**Brief**
Write out the listing below line for line, with every character kept the same, from the first line to the last.

**Data section**
------------------------------
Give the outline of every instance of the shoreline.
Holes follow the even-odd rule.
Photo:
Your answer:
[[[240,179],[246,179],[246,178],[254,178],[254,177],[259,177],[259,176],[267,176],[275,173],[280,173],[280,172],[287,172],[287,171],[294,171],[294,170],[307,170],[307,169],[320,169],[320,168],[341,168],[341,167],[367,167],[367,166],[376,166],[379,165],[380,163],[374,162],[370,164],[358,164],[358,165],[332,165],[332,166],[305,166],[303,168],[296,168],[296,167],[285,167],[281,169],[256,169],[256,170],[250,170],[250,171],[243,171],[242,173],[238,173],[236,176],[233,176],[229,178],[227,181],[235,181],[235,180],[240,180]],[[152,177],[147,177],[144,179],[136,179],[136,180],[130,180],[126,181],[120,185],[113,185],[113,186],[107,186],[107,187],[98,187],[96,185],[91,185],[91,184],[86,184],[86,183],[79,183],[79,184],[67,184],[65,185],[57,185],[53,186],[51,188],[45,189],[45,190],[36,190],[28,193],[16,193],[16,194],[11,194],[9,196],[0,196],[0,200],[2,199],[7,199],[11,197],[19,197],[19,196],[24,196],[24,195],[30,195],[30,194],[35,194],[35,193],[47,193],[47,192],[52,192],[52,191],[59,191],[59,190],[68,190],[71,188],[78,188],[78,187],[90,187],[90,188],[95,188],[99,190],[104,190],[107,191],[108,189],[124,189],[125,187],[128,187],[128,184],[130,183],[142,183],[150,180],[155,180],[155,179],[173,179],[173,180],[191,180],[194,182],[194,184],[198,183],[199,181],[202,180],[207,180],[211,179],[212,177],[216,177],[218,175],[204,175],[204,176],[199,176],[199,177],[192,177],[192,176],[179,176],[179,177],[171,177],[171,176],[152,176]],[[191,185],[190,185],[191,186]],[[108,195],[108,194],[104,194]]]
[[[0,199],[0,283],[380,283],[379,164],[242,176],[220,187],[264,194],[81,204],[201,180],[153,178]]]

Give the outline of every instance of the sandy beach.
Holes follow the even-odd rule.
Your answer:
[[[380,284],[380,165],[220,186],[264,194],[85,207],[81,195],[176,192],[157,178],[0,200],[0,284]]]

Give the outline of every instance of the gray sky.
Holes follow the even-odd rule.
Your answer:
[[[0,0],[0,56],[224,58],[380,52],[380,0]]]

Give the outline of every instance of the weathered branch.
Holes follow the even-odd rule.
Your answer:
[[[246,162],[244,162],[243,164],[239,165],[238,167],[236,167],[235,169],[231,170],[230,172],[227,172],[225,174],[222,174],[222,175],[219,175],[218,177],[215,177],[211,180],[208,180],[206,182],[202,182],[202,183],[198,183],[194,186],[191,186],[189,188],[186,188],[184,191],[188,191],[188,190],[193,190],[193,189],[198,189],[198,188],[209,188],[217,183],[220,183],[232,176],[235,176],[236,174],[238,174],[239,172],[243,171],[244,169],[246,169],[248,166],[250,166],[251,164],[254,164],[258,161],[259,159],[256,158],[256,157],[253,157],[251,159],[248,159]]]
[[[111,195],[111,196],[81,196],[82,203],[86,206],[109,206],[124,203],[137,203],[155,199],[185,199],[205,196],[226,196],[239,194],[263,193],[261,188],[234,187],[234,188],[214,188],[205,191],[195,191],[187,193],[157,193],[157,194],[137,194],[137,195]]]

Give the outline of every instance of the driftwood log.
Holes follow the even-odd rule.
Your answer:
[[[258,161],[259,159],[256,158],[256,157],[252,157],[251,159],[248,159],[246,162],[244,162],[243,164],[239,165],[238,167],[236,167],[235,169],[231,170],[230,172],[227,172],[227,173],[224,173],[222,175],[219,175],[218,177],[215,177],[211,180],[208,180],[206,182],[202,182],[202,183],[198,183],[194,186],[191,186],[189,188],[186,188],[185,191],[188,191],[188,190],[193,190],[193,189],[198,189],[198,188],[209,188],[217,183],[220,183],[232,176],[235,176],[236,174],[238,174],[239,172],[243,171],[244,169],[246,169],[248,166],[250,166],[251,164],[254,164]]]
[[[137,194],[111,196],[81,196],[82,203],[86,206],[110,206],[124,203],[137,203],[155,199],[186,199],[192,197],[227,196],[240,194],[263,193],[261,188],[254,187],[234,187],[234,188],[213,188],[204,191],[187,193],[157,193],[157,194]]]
------------------------------
**Exercise result**
Give the outline of every instance of the shoreline.
Holes follow the even-odd rule.
Photo:
Your answer:
[[[240,179],[246,179],[246,178],[254,178],[254,177],[259,177],[259,176],[267,176],[275,173],[280,173],[280,172],[287,172],[287,171],[294,171],[294,170],[307,170],[307,169],[320,169],[320,168],[341,168],[341,167],[367,167],[367,166],[376,166],[379,165],[380,163],[374,162],[370,164],[358,164],[358,165],[332,165],[332,166],[305,166],[303,168],[296,168],[296,167],[285,167],[281,169],[256,169],[256,170],[250,170],[250,171],[243,171],[242,173],[238,173],[236,176],[233,176],[229,178],[227,181],[235,181],[235,180],[240,180]],[[152,177],[147,177],[144,179],[136,179],[136,180],[130,180],[126,181],[120,185],[113,185],[113,186],[107,186],[107,187],[98,187],[96,185],[91,185],[91,184],[86,184],[86,183],[79,183],[79,184],[67,184],[65,185],[57,185],[53,186],[51,188],[45,189],[45,190],[36,190],[28,193],[16,193],[16,194],[11,194],[9,196],[0,196],[0,200],[2,199],[7,199],[11,197],[19,197],[19,196],[24,196],[24,195],[30,195],[30,194],[35,194],[35,193],[47,193],[47,192],[52,192],[52,191],[59,191],[59,190],[68,190],[71,188],[78,188],[78,187],[90,187],[90,188],[95,188],[99,190],[104,190],[107,191],[108,189],[124,189],[125,187],[128,187],[128,184],[130,183],[142,183],[150,180],[155,180],[155,179],[173,179],[173,180],[191,180],[194,182],[194,184],[198,183],[199,181],[202,180],[207,180],[211,179],[212,177],[216,177],[218,175],[204,175],[204,176],[199,176],[199,177],[192,177],[192,176],[179,176],[179,177],[171,177],[171,176],[152,176]],[[191,185],[190,185],[191,186]],[[108,195],[108,194],[104,194]]]
[[[0,199],[0,283],[380,283],[379,164],[242,176],[220,187],[264,194],[81,204],[201,180],[153,178]]]

Give the outline of every instance of the sandy beach.
Holes follow the even-odd rule.
Your answer:
[[[380,284],[380,165],[220,186],[264,194],[85,207],[81,195],[176,192],[157,178],[0,200],[0,284]]]

Give the outline of every instance of the gray sky.
Holes follow the even-odd rule.
Your answer:
[[[0,0],[0,56],[224,58],[380,52],[380,0]]]

Give the outline of every instance of the weathered branch.
Holes follow the even-odd rule.
Your answer:
[[[246,162],[244,162],[243,164],[239,165],[238,167],[236,167],[235,169],[231,170],[230,172],[227,172],[225,174],[222,174],[222,175],[219,175],[218,177],[215,177],[211,180],[208,180],[206,182],[202,182],[202,183],[198,183],[194,186],[191,186],[189,188],[186,188],[184,191],[188,191],[188,190],[193,190],[193,189],[198,189],[198,188],[209,188],[217,183],[220,183],[232,176],[235,176],[236,174],[238,174],[239,172],[243,171],[244,169],[246,169],[248,166],[250,166],[251,164],[254,164],[258,161],[259,159],[256,158],[256,157],[253,157],[251,159],[248,159]]]
[[[111,195],[111,196],[81,196],[82,203],[86,206],[109,206],[124,203],[137,203],[155,199],[185,199],[205,196],[226,196],[239,194],[263,193],[261,188],[234,187],[234,188],[214,188],[205,191],[195,191],[187,193],[157,193],[157,194],[137,194],[137,195]]]

Give the outline of every instance of the driftwood log.
Holes follow the even-odd rule.
Your answer:
[[[258,161],[259,159],[256,158],[256,157],[252,157],[251,159],[248,159],[246,162],[244,162],[243,164],[239,165],[238,167],[236,167],[235,169],[231,170],[230,172],[227,172],[227,173],[224,173],[222,175],[219,175],[218,177],[215,177],[211,180],[208,180],[206,182],[202,182],[202,183],[198,183],[194,186],[191,186],[189,188],[186,188],[185,191],[188,191],[188,190],[193,190],[193,189],[198,189],[198,188],[209,188],[217,183],[220,183],[232,176],[235,176],[236,174],[238,174],[239,172],[243,171],[244,169],[246,169],[248,166],[250,166],[251,164],[254,164]]]
[[[137,194],[111,196],[81,196],[82,203],[86,206],[110,206],[124,203],[137,203],[155,199],[186,199],[192,197],[227,196],[240,194],[263,193],[261,188],[254,187],[234,187],[234,188],[213,188],[204,191],[187,193],[157,193],[157,194]]]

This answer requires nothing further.